* **Coordinate labeling data**:
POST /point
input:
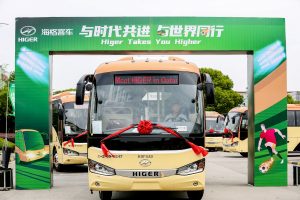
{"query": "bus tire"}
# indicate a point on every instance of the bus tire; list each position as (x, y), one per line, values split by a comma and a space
(105, 195)
(56, 165)
(195, 195)
(244, 154)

* **Short task**: Reproduce every line of the records above verbatim, omitting the pictures.

* **Response below**:
POST /point
input:
{"query": "bus tire"}
# indicate a point on every instance of the bus tire; list each position as (x, y), one per line, values split by a comma and a space
(105, 195)
(56, 165)
(195, 195)
(244, 154)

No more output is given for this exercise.